-- Written instruction 1 --
Write out the part of the reply on sentence similarity search that opens with the words containing "May be totally" and closes with "on sentence_number[] ?", copying it word for word.

-- Given text --
Re: Similarity search for sentences

From: Rémi Cura <remi(dot)cura(at)gmail(dot)com>
To: Janek Sendrowski <janek12(at)web(dot)de>
Cc: PostgreSQL General <pgsql-general(at)postgresql(dot)org>
Subject: Re: Similarity search for sentences
Date: 2013-12-05 12:12:55
Message-ID: CAJvUf_tb_bdk4nCMHMfRB2XvFTUxzYW0ho6kL5ALGp2y3nKxvg@mail.gmail.com
Views: Raw Message | Whole Thread | Download mbox | Resend email
Thread:
Lists: pgsql-general

May be totally a bad idea :
explode your sentence into(sentence_number, one_word), n times , (makes a
big table, you may want to partition)
then, classic index on sentence number, and on the one world (btree if you
make = comparison , more subtel if you do "like 'word' ")

depending on perf, it could be wort it to regroup by words :
sentence_number[], on_word
Then you could try array or hstore on sentence_number[] ?

-- Written instruction 2 --
Find every line in the records that holds the string "bell", and copy each of those lines.

-- Provided entries --
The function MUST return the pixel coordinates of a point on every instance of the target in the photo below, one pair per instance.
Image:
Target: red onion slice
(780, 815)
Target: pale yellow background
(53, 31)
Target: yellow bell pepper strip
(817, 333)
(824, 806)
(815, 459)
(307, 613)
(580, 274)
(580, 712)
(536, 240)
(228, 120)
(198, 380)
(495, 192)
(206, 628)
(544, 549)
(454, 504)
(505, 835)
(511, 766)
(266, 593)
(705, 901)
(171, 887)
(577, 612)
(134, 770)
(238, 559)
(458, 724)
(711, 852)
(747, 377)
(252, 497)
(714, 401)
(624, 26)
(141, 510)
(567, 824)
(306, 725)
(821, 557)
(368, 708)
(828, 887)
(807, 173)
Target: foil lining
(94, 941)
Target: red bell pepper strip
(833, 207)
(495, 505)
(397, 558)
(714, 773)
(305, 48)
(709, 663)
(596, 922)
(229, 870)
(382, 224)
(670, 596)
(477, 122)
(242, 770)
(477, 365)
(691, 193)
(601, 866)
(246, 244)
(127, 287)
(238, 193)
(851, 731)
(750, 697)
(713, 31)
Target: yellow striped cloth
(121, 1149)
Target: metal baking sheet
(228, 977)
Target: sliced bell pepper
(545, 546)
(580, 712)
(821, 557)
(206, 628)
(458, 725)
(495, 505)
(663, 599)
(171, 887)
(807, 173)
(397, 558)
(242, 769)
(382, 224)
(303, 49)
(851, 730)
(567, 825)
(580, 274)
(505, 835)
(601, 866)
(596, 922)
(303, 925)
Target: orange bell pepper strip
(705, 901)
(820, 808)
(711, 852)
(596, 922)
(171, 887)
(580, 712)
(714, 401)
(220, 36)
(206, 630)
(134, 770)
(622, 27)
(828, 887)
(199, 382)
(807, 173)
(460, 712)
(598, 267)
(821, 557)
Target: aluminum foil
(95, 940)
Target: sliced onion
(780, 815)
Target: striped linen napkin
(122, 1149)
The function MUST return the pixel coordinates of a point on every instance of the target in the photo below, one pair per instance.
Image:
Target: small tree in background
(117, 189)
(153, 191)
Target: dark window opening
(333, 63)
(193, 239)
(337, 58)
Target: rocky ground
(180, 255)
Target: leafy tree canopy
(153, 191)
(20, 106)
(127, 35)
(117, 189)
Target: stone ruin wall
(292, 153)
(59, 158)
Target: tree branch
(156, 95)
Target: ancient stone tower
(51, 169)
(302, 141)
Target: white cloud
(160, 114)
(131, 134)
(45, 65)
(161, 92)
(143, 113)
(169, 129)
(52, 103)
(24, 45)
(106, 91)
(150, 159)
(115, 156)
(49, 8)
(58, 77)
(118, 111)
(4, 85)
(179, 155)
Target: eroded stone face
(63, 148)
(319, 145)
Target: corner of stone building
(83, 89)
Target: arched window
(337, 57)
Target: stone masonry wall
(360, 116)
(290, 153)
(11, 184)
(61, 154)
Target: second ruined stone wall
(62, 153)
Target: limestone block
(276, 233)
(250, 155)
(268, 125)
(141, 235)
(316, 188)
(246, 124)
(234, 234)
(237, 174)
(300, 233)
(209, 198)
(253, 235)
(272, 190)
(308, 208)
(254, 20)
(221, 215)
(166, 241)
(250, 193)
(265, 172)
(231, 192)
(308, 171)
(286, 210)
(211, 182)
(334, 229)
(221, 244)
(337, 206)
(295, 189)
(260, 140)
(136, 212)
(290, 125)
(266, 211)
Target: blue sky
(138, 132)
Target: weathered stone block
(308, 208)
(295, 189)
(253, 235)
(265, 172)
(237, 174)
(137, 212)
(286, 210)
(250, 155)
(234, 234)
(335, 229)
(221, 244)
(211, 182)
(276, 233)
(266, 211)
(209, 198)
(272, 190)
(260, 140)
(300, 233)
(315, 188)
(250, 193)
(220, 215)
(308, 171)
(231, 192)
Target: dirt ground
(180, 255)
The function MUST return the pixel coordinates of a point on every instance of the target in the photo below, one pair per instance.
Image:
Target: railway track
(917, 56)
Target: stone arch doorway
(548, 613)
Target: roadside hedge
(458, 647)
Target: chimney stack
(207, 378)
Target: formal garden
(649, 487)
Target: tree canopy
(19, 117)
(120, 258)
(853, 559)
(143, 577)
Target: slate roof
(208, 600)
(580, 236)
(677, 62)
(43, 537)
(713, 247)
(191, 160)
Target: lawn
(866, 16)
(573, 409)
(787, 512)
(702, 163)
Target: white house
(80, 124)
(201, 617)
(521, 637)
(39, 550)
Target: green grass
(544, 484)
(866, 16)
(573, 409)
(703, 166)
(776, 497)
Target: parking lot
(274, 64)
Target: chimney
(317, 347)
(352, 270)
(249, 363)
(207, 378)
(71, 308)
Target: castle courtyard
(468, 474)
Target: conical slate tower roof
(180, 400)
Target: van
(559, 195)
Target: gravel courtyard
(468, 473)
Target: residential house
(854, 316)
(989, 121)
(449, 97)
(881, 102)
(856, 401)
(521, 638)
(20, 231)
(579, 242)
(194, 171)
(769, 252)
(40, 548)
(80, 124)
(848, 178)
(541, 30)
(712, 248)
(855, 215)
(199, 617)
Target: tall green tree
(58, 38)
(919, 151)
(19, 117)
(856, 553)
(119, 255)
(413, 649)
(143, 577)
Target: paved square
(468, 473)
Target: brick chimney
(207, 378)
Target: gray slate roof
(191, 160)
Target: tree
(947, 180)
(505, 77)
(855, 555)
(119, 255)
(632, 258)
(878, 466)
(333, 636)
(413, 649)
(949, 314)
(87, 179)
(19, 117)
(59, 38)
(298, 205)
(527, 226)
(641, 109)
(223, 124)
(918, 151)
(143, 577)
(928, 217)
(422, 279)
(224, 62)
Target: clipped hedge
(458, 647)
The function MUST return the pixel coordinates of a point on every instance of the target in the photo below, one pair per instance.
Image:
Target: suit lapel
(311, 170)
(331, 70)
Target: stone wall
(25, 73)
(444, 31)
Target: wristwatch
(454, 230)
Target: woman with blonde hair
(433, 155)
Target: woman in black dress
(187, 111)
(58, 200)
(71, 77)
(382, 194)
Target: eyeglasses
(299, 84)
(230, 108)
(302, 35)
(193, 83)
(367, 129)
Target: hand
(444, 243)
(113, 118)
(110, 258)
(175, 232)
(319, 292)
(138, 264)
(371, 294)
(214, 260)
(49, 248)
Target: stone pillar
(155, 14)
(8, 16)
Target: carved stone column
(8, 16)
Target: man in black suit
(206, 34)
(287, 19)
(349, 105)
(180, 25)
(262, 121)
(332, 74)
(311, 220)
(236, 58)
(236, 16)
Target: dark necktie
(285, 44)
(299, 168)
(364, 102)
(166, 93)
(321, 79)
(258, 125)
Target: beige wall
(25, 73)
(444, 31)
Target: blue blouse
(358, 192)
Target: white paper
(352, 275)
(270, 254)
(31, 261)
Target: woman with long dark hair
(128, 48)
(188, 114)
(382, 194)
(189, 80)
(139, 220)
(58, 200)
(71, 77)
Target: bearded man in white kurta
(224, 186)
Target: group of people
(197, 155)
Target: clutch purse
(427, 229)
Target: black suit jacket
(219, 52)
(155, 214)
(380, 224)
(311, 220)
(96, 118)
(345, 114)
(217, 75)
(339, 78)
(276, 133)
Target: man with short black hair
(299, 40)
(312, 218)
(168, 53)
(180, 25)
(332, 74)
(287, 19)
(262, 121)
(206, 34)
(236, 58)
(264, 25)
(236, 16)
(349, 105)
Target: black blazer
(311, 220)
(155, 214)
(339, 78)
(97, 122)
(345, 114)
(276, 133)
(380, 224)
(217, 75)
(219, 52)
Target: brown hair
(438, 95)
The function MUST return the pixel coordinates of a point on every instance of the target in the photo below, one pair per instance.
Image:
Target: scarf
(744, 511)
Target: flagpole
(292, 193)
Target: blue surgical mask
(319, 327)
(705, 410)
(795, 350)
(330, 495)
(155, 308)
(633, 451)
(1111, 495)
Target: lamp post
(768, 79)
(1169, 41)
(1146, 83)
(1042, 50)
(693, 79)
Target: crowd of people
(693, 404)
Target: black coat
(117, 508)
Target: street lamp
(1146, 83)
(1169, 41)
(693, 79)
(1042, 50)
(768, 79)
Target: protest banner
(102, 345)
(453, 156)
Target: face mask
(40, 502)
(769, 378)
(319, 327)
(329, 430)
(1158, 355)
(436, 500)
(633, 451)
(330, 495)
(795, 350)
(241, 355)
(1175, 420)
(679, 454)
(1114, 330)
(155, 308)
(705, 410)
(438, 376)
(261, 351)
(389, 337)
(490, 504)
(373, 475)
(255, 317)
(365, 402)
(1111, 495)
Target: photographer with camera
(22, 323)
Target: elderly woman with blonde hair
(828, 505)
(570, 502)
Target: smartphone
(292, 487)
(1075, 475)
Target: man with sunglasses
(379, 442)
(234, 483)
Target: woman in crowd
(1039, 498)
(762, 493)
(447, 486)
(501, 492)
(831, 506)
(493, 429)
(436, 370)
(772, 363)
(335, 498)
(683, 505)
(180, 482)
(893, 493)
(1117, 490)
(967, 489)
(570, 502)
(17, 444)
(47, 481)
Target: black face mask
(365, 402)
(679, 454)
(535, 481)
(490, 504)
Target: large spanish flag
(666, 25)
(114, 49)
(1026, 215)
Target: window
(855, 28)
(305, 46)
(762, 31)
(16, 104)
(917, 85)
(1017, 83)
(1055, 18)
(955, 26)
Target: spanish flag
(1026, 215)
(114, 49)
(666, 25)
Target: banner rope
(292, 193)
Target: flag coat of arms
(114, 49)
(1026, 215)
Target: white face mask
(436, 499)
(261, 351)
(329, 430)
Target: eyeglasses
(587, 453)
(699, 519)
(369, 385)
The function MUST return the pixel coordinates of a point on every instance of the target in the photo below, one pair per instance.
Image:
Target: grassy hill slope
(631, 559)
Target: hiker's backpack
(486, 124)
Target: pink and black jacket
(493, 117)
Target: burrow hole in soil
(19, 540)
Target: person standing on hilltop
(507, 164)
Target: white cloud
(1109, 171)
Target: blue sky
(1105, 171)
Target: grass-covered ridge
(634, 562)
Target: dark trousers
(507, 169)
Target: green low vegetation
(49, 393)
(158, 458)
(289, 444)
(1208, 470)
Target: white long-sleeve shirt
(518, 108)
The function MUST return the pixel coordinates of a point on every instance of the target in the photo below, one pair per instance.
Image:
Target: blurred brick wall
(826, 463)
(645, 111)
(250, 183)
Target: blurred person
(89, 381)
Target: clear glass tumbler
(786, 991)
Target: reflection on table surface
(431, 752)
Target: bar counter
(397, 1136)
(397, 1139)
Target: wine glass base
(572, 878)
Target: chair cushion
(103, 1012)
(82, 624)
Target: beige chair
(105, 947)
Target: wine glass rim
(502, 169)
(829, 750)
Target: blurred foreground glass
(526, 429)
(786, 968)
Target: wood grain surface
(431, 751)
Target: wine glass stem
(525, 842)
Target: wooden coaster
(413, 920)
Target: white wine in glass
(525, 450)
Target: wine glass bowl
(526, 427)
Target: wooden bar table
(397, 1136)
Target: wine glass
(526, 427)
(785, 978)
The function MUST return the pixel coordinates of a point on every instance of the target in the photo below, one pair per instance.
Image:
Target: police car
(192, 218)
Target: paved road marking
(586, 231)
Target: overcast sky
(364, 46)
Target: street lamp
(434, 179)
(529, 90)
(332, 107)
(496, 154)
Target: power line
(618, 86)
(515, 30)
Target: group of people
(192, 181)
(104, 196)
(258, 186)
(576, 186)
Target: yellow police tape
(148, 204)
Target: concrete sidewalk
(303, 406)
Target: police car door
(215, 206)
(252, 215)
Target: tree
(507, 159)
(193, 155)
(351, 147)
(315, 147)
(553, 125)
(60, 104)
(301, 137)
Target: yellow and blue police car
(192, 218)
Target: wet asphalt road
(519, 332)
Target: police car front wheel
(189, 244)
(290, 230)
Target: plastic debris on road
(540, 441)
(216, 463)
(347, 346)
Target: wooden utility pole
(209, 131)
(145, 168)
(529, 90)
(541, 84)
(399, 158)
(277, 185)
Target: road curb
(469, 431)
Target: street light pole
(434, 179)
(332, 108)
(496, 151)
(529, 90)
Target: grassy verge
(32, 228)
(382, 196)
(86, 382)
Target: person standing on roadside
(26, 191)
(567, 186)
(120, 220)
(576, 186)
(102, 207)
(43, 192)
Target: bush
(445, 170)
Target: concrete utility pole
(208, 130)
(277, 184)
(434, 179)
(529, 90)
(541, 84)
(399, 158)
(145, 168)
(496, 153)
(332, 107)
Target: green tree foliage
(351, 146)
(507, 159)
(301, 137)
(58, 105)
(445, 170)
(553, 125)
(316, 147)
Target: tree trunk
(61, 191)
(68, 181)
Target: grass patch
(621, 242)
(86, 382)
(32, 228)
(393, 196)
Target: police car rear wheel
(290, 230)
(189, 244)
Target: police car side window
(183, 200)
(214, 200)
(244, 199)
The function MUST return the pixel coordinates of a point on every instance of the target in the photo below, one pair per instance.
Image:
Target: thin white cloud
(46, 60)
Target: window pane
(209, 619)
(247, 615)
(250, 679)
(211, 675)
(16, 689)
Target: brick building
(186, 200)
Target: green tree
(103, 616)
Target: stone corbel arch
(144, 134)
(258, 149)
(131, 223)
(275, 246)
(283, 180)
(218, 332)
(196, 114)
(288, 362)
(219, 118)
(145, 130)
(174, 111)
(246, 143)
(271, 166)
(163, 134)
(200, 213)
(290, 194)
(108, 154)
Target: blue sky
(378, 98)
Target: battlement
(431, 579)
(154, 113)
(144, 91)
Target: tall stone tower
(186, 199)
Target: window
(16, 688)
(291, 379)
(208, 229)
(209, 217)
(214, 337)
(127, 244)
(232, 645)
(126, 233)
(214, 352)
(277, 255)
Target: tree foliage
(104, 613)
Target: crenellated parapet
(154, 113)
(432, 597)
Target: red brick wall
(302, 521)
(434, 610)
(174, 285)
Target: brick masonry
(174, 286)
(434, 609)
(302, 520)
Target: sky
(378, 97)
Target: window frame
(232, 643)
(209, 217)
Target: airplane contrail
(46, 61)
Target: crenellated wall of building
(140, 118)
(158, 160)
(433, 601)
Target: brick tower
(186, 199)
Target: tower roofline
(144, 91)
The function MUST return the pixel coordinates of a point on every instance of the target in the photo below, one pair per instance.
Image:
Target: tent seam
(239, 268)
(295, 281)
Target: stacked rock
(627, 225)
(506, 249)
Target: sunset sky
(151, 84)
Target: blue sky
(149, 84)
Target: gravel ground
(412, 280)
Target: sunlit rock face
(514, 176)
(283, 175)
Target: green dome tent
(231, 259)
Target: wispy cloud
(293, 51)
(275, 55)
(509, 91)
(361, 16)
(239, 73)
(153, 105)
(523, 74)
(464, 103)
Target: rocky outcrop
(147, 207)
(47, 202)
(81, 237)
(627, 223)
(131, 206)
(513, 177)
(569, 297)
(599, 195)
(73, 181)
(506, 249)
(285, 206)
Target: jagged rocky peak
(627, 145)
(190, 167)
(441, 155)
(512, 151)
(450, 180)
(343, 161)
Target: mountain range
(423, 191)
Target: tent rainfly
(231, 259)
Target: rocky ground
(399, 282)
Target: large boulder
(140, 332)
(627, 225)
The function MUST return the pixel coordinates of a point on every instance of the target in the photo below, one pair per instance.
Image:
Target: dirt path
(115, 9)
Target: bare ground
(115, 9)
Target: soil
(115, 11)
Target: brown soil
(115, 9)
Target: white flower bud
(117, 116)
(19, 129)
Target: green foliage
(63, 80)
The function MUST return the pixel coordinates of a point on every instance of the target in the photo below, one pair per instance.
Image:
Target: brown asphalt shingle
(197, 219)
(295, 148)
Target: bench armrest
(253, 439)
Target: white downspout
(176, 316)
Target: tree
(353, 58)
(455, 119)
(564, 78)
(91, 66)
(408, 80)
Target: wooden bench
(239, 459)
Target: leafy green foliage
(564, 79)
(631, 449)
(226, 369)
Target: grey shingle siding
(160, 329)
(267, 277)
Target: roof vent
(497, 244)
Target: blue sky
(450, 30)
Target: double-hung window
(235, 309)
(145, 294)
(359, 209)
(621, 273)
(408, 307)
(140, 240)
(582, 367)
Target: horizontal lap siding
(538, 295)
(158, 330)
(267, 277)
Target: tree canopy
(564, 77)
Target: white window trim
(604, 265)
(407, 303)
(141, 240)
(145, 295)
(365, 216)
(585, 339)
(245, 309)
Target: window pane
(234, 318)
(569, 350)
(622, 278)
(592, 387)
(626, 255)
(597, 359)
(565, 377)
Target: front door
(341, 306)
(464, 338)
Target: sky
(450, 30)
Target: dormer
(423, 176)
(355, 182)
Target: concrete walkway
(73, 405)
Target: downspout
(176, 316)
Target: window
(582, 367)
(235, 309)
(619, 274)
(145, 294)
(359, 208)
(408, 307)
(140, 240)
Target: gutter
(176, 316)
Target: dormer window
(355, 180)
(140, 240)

-- Answer 1 --
May be totally a bad idea :
explode your sentence into(sentence_number, one_word), n times , (makes a
big table, you may want to partition)
then, classic index on sentence number, and on the one world (btree if you
make = comparison , more subtel if you do "like 'word' ")

depending on perf, it could be wort it to regroup by words :
sentence_number[], on_word
Then you could try array or hstore on sentence_number[] ?

-- Answer 2 --
Target: yellow bell pepper strip
Target: red bell pepper strip
Target: sliced bell pepper
Target: orange bell pepper strip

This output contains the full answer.